For others, physical deliverance will not take place this side of glory. Their rescue will be seen in the world to come.

There, in heaven, we will be free of all pain, hurt and insufficiency.

There, no blindness or short-sightedness will affect us. Our eyes shall see the full beauty of our Lord Jesus Christ in all His regal and majestic splendor.

There, no deafness will diminish our ability to hear Christ’s soothing voice calm our inner-most fears.

There, no physical restriction will afflict us. No blood bought saint in heaven will be confined to their bed or wheelchair for even a moment. Each of us will dance for joy in the presence of the King. As the hymn writer put it, “what a day of rejoicing that will be!”

All of these earthly and heavenly blessings were purchased by the Lord Jesus Christ as part of our great salvation and redemption, and He is the One who determines when this should take place in the life of each believer.

Think of the three Hebrew children, in Daniel chapter 3. Sentenced to the fiery furnace for their refusal to bow before the image of Nebuchadnezzar, we read, “Shadrach, Meshach, and Abednego answered and said to the king, “O Nebuchadnezzar, we have no need to answer you in this matter. If this be so, our God whom we serve is able to deliver us from the burning fiery furnace, and he will deliver us out of your hand, O king. But if not, be it known to you, O king, that we will not serve your gods or worship the golden image that you have set up.” (v. 16-18)

Did you catch that? They were saying (in so many words), “God WILL deliver us. We believe He will protect us miraculously even in the fire, but here’s the deal…. EVEN IF HE DOES NOT we will not bow to the image.”

That is biblical faith in operation – clinging to the promises He has made while at the very same time, leaving the results completely in God’s Sovereign hands.

We see the exact same thing in Hebrews 11 in what is sometimes called “the faith hall of fame.” These are the champions of the faith. But notice what their faith did for them.


“who through faith conquered kingdoms (good), enforced justice (good), obtained promises (good), stopped the mouths of lions (good), quenched the power of fire (good), escaped the edge of the sword (good), were made strong out of weakness (good), became mighty in war (good), put foreign armies to flight (good). Women received back their dead by resurrection (good).” (v. 33-35)

For others: HARD THINGS

Some were tortured (hard), refusing to accept release, so that they might rise again to a better life (hard). Others suffered mocking and flogging (hard), and even chains and imprisonment (hard). They were stoned (hard), they were sawn in two (hard), they were killed with the sword (hard). They went about in skins of sheep and goats (hard), destitute (hard), afflicted (hard), mistreated (hard)— of whom the world was not worthy—wandering about in deserts (hard) and mountains (hard), and in dens and caves of the earth (hard). (v. 35-38)

Those who endured the harder things IN NO WAY possessed a lesser faith than those who experienced the good things. In both cases, their great faith in God is noted and applauded. Faith allowed some to see dramatic and positive answers to prayer, even the miraculous, while others endured the harshest possible experiences of life and even the cruelest kinds of death, with their trust and hope in God still intact.

Records -
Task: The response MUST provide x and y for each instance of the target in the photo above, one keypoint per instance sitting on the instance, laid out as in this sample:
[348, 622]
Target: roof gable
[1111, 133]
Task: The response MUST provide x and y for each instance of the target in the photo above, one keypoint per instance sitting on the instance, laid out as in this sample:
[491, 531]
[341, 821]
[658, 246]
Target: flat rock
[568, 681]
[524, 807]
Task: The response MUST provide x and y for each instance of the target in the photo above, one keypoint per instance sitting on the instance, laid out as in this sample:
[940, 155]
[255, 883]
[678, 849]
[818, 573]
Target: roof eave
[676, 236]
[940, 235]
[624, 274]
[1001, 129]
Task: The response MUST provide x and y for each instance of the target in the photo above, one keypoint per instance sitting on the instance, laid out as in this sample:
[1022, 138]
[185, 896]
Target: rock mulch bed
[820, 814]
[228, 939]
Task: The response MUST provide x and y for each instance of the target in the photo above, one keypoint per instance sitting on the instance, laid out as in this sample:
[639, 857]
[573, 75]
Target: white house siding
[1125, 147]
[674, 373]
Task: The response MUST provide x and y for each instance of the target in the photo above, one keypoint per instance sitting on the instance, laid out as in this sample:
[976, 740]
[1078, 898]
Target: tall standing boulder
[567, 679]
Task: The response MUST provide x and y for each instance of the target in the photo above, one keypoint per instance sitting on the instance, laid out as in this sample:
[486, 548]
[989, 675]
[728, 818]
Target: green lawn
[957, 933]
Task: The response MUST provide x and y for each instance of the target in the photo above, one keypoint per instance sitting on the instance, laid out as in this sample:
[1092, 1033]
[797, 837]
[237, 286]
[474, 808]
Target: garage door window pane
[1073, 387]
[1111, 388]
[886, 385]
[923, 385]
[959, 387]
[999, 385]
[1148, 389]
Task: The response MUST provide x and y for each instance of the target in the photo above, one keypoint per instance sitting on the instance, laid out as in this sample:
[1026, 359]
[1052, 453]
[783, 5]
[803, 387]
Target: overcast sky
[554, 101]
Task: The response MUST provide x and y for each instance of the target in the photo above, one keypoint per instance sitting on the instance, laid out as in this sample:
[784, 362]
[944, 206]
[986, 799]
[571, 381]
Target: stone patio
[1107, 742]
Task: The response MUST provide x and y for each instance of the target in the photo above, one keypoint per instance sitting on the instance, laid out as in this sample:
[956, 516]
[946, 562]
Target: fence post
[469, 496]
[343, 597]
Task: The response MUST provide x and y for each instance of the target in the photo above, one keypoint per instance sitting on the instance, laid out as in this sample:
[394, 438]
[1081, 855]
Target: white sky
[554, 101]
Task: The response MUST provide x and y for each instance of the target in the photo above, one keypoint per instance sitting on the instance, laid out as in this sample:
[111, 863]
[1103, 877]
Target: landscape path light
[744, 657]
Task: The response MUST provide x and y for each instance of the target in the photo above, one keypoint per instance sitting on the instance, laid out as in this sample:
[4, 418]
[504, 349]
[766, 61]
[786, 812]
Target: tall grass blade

Tasks to carry out -
1) In the text on faith and deliverance, what did Shadrach, Meshach, and Abednego refuse to do?
2) According to the text on faith and deliverance, why is the reply of Shadrach, Meshach, and Abednego an example of biblical faith?
3) Shorten the paragraph of the text on faith and deliverance that begins "Those who endured the harder things," keeping its main facts.

Expected responses -
1) They refused to bow before the image of Nebuchadnezzar.

2) They believed God would deliver them from the fire, yet declared they would not bow to the image even if He did not. The text says this is biblical faith because it clings to God's promises while leaving the results completely in His sovereign hands.

3) Those who endured hard things had no less faith than those who received good things, and the faith of both groups is noted and applauded. Through faith some saw dramatic, even miraculous answers to prayer. Others endured the harshest experiences and cruelest deaths with their trust and hope in God still intact.